=== Problem ===
When every entry has been read, print each one back exactly.

(Spatial localization data)
------------------------------------------------------------
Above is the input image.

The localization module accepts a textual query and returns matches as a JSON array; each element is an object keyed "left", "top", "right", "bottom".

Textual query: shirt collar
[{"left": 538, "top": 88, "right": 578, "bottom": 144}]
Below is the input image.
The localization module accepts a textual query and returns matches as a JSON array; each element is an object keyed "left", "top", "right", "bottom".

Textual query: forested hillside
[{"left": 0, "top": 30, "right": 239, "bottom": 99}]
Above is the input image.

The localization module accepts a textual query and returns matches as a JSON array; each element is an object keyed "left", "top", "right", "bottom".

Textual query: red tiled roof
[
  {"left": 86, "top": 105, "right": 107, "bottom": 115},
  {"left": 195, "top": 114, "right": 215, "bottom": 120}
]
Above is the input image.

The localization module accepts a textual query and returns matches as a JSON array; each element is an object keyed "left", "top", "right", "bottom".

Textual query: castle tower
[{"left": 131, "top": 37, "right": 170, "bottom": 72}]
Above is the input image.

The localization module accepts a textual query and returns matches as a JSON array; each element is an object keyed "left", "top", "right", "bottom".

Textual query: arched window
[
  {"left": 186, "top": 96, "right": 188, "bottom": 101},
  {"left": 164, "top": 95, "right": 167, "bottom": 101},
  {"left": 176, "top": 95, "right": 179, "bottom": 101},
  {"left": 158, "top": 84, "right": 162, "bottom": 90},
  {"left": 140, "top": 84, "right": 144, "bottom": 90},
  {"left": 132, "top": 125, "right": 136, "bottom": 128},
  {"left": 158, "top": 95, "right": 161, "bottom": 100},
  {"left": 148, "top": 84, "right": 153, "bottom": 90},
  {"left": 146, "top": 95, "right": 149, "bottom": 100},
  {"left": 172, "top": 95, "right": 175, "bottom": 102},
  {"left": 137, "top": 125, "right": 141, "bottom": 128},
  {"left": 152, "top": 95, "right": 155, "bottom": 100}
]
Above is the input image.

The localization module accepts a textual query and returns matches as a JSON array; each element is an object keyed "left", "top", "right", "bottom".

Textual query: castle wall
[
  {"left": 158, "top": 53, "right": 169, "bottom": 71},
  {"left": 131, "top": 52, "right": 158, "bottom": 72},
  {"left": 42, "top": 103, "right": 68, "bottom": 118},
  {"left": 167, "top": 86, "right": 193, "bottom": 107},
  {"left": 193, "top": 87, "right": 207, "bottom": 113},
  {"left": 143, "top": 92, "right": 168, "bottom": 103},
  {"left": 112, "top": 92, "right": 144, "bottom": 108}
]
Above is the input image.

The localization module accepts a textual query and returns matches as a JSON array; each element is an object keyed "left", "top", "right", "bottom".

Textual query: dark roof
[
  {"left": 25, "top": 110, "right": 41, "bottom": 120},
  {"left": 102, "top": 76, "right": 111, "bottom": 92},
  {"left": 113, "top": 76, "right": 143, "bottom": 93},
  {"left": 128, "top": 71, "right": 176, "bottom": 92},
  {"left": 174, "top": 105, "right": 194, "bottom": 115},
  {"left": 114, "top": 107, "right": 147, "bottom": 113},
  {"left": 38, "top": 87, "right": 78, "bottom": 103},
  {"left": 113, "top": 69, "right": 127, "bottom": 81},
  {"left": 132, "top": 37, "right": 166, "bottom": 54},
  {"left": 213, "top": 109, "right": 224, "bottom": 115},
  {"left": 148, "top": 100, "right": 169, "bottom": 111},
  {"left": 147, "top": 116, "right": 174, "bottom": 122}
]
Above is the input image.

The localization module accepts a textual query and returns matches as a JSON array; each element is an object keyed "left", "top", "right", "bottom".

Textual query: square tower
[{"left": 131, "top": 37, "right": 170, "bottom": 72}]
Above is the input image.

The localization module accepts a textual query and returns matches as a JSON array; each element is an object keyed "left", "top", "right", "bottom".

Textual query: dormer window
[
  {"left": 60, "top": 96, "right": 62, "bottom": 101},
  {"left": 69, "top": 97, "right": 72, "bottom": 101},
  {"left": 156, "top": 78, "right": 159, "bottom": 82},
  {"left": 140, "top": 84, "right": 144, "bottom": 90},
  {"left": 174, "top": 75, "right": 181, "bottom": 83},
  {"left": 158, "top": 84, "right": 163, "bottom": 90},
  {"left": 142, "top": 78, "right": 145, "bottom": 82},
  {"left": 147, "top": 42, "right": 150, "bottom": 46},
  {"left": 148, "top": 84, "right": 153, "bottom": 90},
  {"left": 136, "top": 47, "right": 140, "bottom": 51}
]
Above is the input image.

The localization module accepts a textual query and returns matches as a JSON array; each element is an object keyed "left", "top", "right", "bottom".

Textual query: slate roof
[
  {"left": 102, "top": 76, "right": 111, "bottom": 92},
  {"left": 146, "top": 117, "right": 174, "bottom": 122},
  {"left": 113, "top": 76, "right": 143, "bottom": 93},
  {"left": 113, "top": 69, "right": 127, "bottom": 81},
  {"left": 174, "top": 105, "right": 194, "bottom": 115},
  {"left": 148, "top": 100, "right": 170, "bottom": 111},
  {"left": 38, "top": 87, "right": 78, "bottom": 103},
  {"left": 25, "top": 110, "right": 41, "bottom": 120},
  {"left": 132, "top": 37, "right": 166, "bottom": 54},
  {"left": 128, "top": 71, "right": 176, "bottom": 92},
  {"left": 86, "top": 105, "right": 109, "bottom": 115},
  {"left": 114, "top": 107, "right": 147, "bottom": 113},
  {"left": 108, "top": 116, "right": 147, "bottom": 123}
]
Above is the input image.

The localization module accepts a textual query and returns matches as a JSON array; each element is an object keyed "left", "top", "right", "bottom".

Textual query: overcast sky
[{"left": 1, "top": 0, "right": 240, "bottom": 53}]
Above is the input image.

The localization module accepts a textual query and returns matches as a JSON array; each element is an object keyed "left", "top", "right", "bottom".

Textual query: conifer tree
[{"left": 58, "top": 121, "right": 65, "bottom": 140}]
------------------------------------------------------------
=== Answer box ===
Above is the input image.

The localization module accepts a textual query and returns matches as a JSON array; each element is an object keyed "left", "top", "right", "bottom".

Textual query: shirt collar
[{"left": 538, "top": 88, "right": 578, "bottom": 144}]
Below is the input image.
The localization module accepts a textual query and returns matches as a JSON array; each element is an object keyed "left", "top", "right", "bottom".

Textual query: forested hillside
[{"left": 0, "top": 30, "right": 239, "bottom": 99}]
Above is the input image.

The localization module accepts a textual query and returns matches as a JSON array; each element is an object keyed "left", "top", "right", "bottom".

Textual query: red tiled roof
[
  {"left": 86, "top": 105, "right": 107, "bottom": 115},
  {"left": 195, "top": 114, "right": 215, "bottom": 120}
]
Above is the input image.

The localization module accepts a textual query and returns matches as a JSON array; each element is an object keyed "left", "top", "right", "bottom".

Textual query: castle tower
[{"left": 131, "top": 37, "right": 170, "bottom": 72}]
Above is the input image.

The localization module accepts a textual query and returns matches as a JSON array; each element is an object keyed "left", "top", "right", "bottom".

Textual query: arched window
[
  {"left": 186, "top": 96, "right": 188, "bottom": 101},
  {"left": 164, "top": 95, "right": 167, "bottom": 101},
  {"left": 176, "top": 95, "right": 179, "bottom": 101},
  {"left": 158, "top": 84, "right": 162, "bottom": 90},
  {"left": 140, "top": 84, "right": 144, "bottom": 90},
  {"left": 132, "top": 125, "right": 136, "bottom": 128},
  {"left": 158, "top": 95, "right": 161, "bottom": 100},
  {"left": 148, "top": 84, "right": 153, "bottom": 90},
  {"left": 146, "top": 95, "right": 149, "bottom": 100},
  {"left": 172, "top": 95, "right": 175, "bottom": 102},
  {"left": 137, "top": 125, "right": 141, "bottom": 128},
  {"left": 152, "top": 95, "right": 155, "bottom": 100}
]
Above is the input image.

The localization module accepts a textual query and returns matches as a JSON array; each element is an object keyed "left", "top", "right", "bottom".

Textual query: castle wall
[
  {"left": 158, "top": 53, "right": 169, "bottom": 71},
  {"left": 131, "top": 52, "right": 158, "bottom": 72},
  {"left": 42, "top": 103, "right": 68, "bottom": 118},
  {"left": 167, "top": 86, "right": 193, "bottom": 107},
  {"left": 193, "top": 87, "right": 207, "bottom": 113},
  {"left": 143, "top": 92, "right": 168, "bottom": 103},
  {"left": 112, "top": 92, "right": 144, "bottom": 108}
]
Above is the input image.

The localization module accepts a textual query and returns matches as a JSON array; each element is an object keyed "left", "top", "right", "bottom".

Textual query: dark roof
[
  {"left": 25, "top": 110, "right": 41, "bottom": 120},
  {"left": 102, "top": 76, "right": 111, "bottom": 92},
  {"left": 113, "top": 76, "right": 143, "bottom": 93},
  {"left": 128, "top": 71, "right": 176, "bottom": 92},
  {"left": 174, "top": 105, "right": 194, "bottom": 115},
  {"left": 114, "top": 107, "right": 147, "bottom": 113},
  {"left": 38, "top": 87, "right": 78, "bottom": 103},
  {"left": 113, "top": 69, "right": 127, "bottom": 81},
  {"left": 132, "top": 37, "right": 166, "bottom": 54},
  {"left": 213, "top": 109, "right": 224, "bottom": 115},
  {"left": 148, "top": 100, "right": 169, "bottom": 111},
  {"left": 147, "top": 116, "right": 174, "bottom": 122}
]
Above is the input image.

The localization module accepts a textual query and returns matches as a JSON array; each element is an object keyed "left", "top", "right", "bottom".

Textual query: square tower
[{"left": 131, "top": 37, "right": 170, "bottom": 72}]
Above is the input image.

The localization module accepts a textual query and returns matches as a JSON array; each element is an object keyed "left", "top", "right", "bottom".

Textual query: dormer window
[
  {"left": 60, "top": 96, "right": 62, "bottom": 101},
  {"left": 69, "top": 97, "right": 72, "bottom": 101},
  {"left": 156, "top": 78, "right": 159, "bottom": 82},
  {"left": 140, "top": 84, "right": 144, "bottom": 90},
  {"left": 174, "top": 75, "right": 181, "bottom": 83},
  {"left": 158, "top": 84, "right": 163, "bottom": 90},
  {"left": 142, "top": 78, "right": 145, "bottom": 82},
  {"left": 147, "top": 42, "right": 150, "bottom": 46},
  {"left": 148, "top": 84, "right": 153, "bottom": 90},
  {"left": 136, "top": 47, "right": 140, "bottom": 51}
]
Above is the input image.

The localization module accepts a textual query and returns matches as a JSON array; each element is an object keyed "left", "top", "right", "bottom".

Textual query: slate roof
[
  {"left": 102, "top": 76, "right": 111, "bottom": 92},
  {"left": 146, "top": 117, "right": 174, "bottom": 122},
  {"left": 113, "top": 76, "right": 143, "bottom": 93},
  {"left": 113, "top": 69, "right": 127, "bottom": 81},
  {"left": 174, "top": 105, "right": 194, "bottom": 115},
  {"left": 148, "top": 100, "right": 170, "bottom": 111},
  {"left": 38, "top": 87, "right": 78, "bottom": 103},
  {"left": 25, "top": 110, "right": 41, "bottom": 120},
  {"left": 132, "top": 37, "right": 166, "bottom": 54},
  {"left": 128, "top": 71, "right": 176, "bottom": 92},
  {"left": 86, "top": 105, "right": 109, "bottom": 115},
  {"left": 114, "top": 107, "right": 147, "bottom": 113},
  {"left": 108, "top": 116, "right": 147, "bottom": 123}
]
Above is the input image.

The localization module accepts a textual query and returns matches as a JSON array; each element is an object keyed "left", "top", "right", "bottom".

Textual query: overcast sky
[{"left": 1, "top": 0, "right": 240, "bottom": 53}]
Above is the input image.

The localization module accepts a textual query and returns matches as a JSON array; each element is an object keyed "left", "top", "right", "bottom".

Textual query: conifer tree
[{"left": 58, "top": 121, "right": 65, "bottom": 140}]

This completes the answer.